Segment Start: Extracted data
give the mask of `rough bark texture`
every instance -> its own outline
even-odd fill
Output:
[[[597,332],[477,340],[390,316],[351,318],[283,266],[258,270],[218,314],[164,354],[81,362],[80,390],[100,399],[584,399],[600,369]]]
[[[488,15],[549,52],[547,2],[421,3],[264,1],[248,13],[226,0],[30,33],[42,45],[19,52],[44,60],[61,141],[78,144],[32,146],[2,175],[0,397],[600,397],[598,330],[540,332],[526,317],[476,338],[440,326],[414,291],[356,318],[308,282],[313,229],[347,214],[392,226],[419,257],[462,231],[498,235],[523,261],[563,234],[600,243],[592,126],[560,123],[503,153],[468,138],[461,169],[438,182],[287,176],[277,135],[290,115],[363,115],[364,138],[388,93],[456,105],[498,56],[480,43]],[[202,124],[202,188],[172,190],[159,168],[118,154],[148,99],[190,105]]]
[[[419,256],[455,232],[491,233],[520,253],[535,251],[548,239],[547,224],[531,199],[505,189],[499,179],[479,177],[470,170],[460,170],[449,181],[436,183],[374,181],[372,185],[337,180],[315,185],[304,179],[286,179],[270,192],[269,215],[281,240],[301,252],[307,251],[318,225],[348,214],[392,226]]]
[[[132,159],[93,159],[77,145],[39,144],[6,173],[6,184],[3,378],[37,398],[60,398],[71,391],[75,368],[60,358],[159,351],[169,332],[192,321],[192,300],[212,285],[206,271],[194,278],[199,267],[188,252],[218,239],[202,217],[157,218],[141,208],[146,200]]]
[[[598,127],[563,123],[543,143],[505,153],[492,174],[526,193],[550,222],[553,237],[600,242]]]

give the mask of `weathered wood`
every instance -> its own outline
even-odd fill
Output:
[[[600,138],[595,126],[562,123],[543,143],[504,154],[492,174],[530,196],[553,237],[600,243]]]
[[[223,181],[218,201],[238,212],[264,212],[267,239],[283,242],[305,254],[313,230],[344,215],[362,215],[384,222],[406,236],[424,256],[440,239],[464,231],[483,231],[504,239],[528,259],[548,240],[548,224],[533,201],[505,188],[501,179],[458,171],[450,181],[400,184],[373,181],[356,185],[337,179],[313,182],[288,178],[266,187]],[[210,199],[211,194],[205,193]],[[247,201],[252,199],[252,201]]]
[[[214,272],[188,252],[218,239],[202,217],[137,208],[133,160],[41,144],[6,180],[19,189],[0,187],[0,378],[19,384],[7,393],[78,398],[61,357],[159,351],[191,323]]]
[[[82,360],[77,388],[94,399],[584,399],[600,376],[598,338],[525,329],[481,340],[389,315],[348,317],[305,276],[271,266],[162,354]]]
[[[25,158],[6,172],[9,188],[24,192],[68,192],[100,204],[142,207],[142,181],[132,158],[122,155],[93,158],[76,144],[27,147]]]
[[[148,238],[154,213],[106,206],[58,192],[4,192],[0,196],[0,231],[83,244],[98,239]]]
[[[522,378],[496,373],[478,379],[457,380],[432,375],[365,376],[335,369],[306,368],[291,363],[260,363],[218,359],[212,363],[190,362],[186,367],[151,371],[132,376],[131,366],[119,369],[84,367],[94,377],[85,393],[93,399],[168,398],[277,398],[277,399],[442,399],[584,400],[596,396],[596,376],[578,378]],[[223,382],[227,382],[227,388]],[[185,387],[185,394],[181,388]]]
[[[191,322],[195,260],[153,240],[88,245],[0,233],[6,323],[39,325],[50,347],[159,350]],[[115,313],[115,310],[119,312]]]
Segment End: Extracted data
▶ _Work request_
Write down how many lines of the data above contain the word "give", with nothing else.

▶ _Response area_
2